:: Aim ::
Rewrite the data from the line containing "Identify each instance of the archway" to the line containing "Identify each instance of the gilded", both included, keeping every request line unchanged. Multiply each point coordinate in the answers by 2.35 and round it to a whole number, with halves rounding up.

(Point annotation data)

— start —

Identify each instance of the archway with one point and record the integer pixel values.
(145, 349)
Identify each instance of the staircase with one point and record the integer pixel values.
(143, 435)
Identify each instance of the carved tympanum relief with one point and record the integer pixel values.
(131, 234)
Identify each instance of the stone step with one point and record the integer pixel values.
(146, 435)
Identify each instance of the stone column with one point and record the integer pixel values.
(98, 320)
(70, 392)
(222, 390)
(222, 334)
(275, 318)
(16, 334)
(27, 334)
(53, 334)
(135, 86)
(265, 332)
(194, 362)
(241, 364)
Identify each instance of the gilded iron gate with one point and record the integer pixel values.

— end —
— start —

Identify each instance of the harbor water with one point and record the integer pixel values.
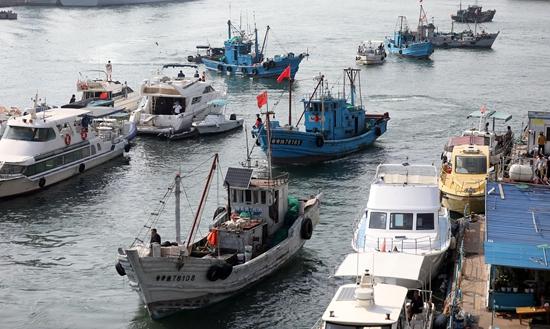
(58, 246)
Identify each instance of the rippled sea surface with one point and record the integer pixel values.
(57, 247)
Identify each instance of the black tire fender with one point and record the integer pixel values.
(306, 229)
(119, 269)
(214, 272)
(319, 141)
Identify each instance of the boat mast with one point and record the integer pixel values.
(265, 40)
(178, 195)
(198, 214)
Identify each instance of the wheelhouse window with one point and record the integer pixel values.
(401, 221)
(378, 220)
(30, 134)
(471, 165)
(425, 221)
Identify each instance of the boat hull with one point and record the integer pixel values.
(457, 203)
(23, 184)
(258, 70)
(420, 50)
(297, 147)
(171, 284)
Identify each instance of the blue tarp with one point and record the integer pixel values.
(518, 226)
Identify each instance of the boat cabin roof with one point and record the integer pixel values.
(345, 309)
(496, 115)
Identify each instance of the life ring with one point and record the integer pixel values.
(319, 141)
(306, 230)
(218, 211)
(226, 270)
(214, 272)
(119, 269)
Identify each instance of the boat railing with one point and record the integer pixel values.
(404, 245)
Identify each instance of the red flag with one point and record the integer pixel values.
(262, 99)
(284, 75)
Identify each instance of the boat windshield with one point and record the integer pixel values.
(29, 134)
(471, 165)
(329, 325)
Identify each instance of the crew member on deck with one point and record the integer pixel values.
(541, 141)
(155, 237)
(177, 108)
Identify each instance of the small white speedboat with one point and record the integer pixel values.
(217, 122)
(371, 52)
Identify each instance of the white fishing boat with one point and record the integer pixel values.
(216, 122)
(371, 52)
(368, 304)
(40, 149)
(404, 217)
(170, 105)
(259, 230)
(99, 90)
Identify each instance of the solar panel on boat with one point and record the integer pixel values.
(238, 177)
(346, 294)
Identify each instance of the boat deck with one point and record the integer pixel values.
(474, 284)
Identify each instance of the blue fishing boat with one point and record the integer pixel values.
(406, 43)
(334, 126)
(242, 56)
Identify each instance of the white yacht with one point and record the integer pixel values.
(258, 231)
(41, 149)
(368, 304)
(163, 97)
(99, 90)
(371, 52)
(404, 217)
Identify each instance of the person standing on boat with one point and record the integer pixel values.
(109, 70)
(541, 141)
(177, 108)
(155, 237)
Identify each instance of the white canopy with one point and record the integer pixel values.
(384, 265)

— end —

:: The response ::
Identify each instance of the archway with one point and record the integer pixel values.
(341, 820)
Identify each instance of the staircase with one point and record the integer pixel values.
(336, 1022)
Identify each instance of the carved tympanum relief with one point and record the integer pixel values.
(308, 550)
Identify each instance of the stone step with one point and record the integer pixel values.
(343, 1022)
Identify each instance of the stone column with one point and record the integer pixel values.
(230, 752)
(165, 921)
(522, 917)
(522, 785)
(646, 747)
(38, 785)
(63, 785)
(125, 785)
(317, 202)
(623, 780)
(456, 851)
(566, 855)
Identify each instance of the gilded iron gate with one point and record the integer pixel values.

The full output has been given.